#### Exercise instructions
Reproduce the stretch of the listing from its start through the line containing "60 61 220 69", both ends included, keeping each request as it stands and scaling every bounding-box coordinate by 2.05, rounded to a whole number with halves rounded up. Leave out the pictures.

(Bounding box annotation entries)
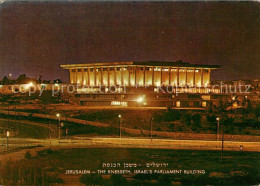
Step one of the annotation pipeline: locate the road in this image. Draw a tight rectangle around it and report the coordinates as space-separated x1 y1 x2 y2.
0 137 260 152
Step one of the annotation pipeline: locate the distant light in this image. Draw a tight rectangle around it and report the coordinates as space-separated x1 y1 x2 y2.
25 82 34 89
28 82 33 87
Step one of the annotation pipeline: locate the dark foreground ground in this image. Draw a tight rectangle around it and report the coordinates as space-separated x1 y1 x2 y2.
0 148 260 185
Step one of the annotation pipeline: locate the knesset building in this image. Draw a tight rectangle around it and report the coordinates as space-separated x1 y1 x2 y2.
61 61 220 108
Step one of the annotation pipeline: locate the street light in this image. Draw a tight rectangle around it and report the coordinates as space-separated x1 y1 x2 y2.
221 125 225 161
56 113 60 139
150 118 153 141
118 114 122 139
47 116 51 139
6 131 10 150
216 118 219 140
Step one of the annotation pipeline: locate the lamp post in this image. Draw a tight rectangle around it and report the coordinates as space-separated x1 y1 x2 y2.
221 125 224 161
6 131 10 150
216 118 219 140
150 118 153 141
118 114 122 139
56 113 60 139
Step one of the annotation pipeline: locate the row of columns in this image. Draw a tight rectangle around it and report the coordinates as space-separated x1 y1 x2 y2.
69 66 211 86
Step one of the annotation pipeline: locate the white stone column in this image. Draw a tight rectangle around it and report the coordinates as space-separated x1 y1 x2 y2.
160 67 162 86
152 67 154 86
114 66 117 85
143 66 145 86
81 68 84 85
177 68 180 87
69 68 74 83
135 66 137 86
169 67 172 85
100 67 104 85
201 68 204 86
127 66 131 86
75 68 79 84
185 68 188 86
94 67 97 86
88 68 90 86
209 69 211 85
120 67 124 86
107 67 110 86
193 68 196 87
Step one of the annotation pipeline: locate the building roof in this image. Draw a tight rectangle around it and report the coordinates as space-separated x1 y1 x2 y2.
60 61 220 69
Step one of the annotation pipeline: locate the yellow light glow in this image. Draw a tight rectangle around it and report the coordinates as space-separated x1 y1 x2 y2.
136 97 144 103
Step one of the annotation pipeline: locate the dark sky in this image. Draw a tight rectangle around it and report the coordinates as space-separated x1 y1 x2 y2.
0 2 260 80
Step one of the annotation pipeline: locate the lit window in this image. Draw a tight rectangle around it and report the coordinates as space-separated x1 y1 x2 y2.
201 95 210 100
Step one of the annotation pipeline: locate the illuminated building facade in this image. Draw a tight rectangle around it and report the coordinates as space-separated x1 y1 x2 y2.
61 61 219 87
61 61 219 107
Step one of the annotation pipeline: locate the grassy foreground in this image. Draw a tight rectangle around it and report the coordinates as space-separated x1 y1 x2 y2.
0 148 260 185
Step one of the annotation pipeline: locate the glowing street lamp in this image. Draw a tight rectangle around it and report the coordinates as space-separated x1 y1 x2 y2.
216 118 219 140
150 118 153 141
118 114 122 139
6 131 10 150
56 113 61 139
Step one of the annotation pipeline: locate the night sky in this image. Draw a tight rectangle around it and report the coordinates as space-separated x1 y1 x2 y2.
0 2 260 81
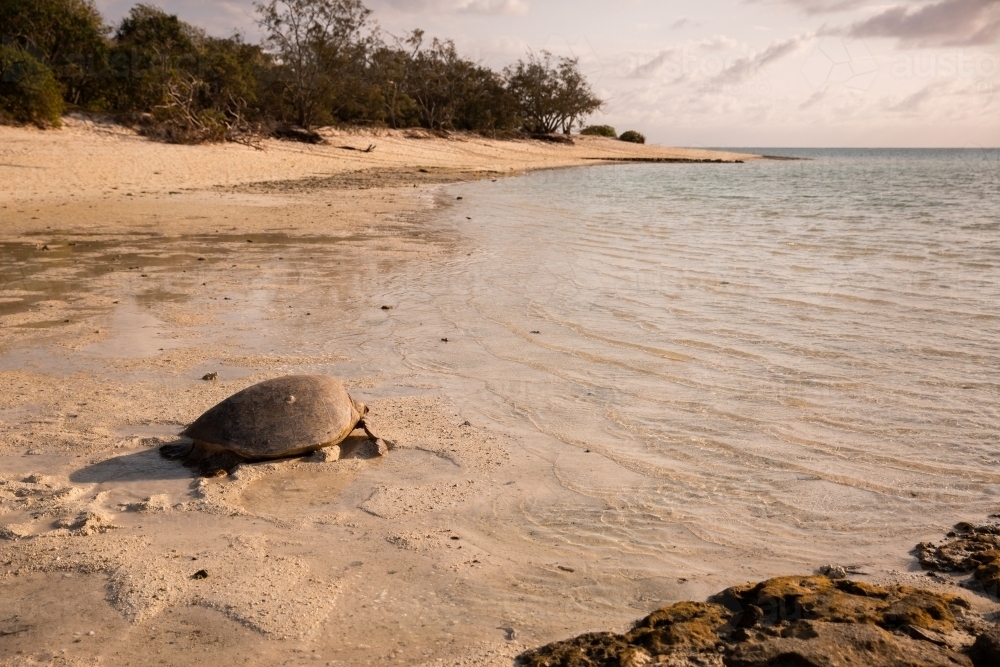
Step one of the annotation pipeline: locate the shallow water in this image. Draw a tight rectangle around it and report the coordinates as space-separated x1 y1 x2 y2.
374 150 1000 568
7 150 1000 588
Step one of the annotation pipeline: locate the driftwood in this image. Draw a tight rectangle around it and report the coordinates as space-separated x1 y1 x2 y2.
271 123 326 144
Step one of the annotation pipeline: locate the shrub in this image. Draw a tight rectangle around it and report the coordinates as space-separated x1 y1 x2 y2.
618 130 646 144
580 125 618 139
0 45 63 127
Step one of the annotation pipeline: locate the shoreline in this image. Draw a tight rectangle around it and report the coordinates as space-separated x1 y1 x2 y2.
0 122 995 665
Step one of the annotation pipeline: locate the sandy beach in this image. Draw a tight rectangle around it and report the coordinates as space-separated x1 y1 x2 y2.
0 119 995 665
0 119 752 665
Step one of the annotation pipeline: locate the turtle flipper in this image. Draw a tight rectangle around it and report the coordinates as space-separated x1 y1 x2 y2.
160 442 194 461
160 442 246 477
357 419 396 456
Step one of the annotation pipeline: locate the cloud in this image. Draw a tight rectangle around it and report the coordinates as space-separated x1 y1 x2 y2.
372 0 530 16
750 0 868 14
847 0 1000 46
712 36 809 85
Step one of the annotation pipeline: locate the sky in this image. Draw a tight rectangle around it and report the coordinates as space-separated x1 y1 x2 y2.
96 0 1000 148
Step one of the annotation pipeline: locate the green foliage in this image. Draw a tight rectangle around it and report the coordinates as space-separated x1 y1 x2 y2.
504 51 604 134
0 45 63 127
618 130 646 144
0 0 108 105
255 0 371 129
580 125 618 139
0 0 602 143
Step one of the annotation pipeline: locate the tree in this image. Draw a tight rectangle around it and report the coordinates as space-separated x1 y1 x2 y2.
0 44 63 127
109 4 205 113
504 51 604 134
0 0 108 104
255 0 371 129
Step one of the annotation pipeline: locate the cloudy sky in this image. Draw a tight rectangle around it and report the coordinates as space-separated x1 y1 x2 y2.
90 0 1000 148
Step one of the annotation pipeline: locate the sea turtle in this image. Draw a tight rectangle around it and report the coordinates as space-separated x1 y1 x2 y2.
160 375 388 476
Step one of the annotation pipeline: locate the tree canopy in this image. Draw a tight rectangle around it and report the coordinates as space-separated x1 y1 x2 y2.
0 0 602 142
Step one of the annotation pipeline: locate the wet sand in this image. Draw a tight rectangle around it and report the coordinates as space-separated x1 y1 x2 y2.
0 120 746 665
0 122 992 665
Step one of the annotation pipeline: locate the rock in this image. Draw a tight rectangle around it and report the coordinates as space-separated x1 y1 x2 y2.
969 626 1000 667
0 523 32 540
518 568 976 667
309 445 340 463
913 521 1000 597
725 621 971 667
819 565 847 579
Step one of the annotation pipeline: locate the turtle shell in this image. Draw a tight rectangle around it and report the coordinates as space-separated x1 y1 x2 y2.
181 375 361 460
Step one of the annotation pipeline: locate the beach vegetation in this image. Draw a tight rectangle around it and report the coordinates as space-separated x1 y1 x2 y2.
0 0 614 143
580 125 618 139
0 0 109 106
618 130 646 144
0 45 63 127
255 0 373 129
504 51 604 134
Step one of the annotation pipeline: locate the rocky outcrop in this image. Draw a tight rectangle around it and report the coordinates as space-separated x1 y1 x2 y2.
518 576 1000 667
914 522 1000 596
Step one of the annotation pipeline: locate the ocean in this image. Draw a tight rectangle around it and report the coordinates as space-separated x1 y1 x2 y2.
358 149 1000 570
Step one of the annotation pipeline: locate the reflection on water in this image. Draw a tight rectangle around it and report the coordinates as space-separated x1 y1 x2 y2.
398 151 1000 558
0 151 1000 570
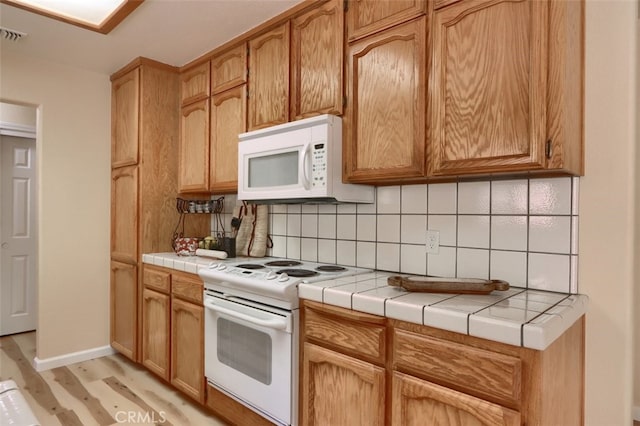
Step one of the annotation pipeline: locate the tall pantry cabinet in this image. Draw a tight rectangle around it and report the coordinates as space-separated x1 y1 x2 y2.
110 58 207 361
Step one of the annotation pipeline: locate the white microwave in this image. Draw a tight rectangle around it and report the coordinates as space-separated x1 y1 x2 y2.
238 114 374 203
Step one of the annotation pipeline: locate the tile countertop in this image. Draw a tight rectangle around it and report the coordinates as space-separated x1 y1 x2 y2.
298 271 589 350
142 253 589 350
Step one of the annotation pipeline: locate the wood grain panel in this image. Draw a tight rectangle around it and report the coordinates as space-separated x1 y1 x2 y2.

#### Written solution
Step one of the annotation pipeline: locate the road in this image. Draw a tight rectangle around it and report the coordinates as space-separated x1 y1 x2 y2.
0 281 533 312
Step one of the annotation pipeline: locate the distant light in this image. Draw a tight rectangle around it and report the coordinates as space-separated x1 y1 x2 y2.
51 168 70 182
57 168 68 178
Step one of the annotation pipeline: locate the dark foreground ground in this image. Draw a tight rectangle around it and report the coordinates as space-separated x1 y1 x2 y2.
0 303 533 379
Step one of the annotation pipeline: locate the knesset building in this image. Draw a tight rectangle around it and report the coordinates as space-separated x1 y1 x2 y2.
125 125 451 221
Step one of the annotation pipeline: locate the street light in this image. Draw a tight rectangle around it and report the coordinates as space-separated x1 y1 x2 y2.
453 256 461 330
115 232 123 285
308 242 314 289
242 234 250 285
96 238 105 285
12 269 21 308
443 242 449 287
Step one of the annotation pipeline: locate the lamp post in this image. Draw a tight rectangle around it and report the coordinates as space-separated x1 y1 x2 y2.
453 256 459 330
12 269 21 308
443 242 449 287
308 242 314 289
242 234 250 285
115 232 123 285
Step one of the annotation pipeline: locate the row of columns in this image. Draw a tight rectangle around it and report the coordinates as space-separated x1 y1 x2 y2.
141 135 433 176
Step one of the annotation pipeline: locate the white stone column in this image. Draw a tight rectangle around it and report the coordinates as space-separated x1 y1 x2 y2.
328 137 332 176
312 137 316 176
234 135 240 174
293 135 297 176
166 139 172 174
363 139 369 178
141 139 152 170
277 135 281 176
346 137 353 174
205 137 213 174
412 139 418 176
260 135 269 176
154 139 162 172
379 139 385 176
193 137 199 176
180 139 185 176
428 141 433 174
246 137 254 176
219 137 226 176
396 139 402 178
Step one of the annotation pipeline: locate the building roof in this image. Draw a tight rectangle around it and report the coordinates as space-separated x1 y1 x2 y2.
123 125 451 141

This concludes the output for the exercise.